**PROBLEMS TO SOLVE**.
A. Answer each question from the antenna discussion, one answer per line:
(i) How does the antenna discussion define current?
(ii) Where does it say energy around an antenna is stored?
(iii) In the quoted passage, what coil is named as an example of something inside the volume?
B. Write the next part of the antenna discussion, starting after its final sentence.

**SELECTED TEXT**.

I don't understand what you are all on about, but, I side with K7ITM
"K7ITM" wrote in message

Regards Mike.


ups.com...
Richard H wrote,

"Tom, K7ITM wrote:

"Given any volume, say a volume containing a Texas Bugcatcher coil and
the air inside and immediately around it, if you push more electrons in
than come out_for_ANY_arbitrarily_short_time_period_, you have changed
the net charge in that volume;---."

No. ..."

OK, I'm going to repeat it once mo

If you shove more electrons into ANY volume than you remove, you have
changed the charge within that volume. I do NOT care WHAT is in that
volume. Current is the rate that charge is flowing past a point on a
conductor. If the only way I have of getting charge into and out of a
particular volume is through two wires, then the difference in current
at every instant in time represents the time rate of change of charge
within that volume. That is true INDEPENDENT of whether it is in an
antenna, and it is INDEPENDENT of what's inside that volume.

In fact, energy around an antenna is stored in electric and magnetic
fields. These are inexorably linked to inductance along the conductors
composing the antenna, and capacitance from these conductors to
themselves and to any counterpoise or ground plane which may be part of
the antenna--anything where electric field lines terminate. The charge
per unit length along an antenna wire, be it resonant or not, be it a
"standing wave" or a "travelling wave" antenna, varies with time. If
it did not, then the current would necessarily be identical along the
whole wire all the time.

**INFORMATION SHOWN**.

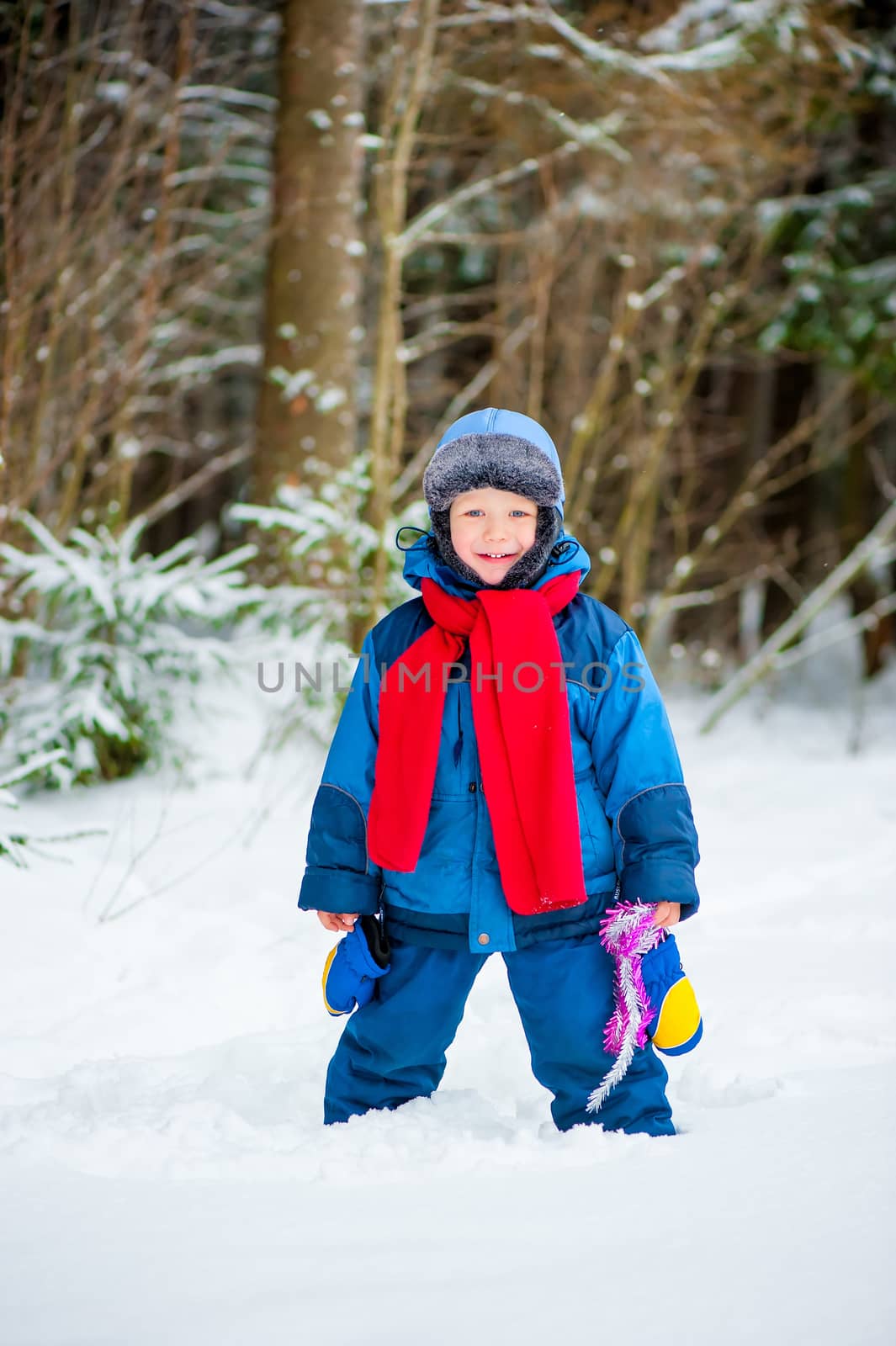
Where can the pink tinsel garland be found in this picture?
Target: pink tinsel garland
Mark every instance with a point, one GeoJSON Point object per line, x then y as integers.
{"type": "Point", "coordinates": [627, 933]}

**RESULTS**.
A.
(i) Current is the rate that charge is flowing past a point on a conductor.
(ii) In electric and magnetic fields.
(iii) A Texas Bugcatcher coil.

B.
This all gets back to very basic definitions of charge, and current as
the rate of flow of charge. It's all consistent with Maxwell, Gauss,
Faraday, etc. and with waves both standing and travelling, and with
"impredances" and all the rest.

It's just amazing to me that some of you are fighting so hard against
the very thing which has a chance of unifying your "wave" model with
the realities of the electric and magnetic fields, and the associated
capacitance and inductance along the antenna--indeed, along the wire
itself, and not just along the coil.

Without capacitance, there can be NO difference in current anywhere
along the wire, because there is simply no place to put the charge
implied by differing currents at differing locations. With capacitance
and inductance, everything works just as it's supposed to--just as it
DOES--and a properly developed wave theory will analyze it just fine,
if that's your cup of tea.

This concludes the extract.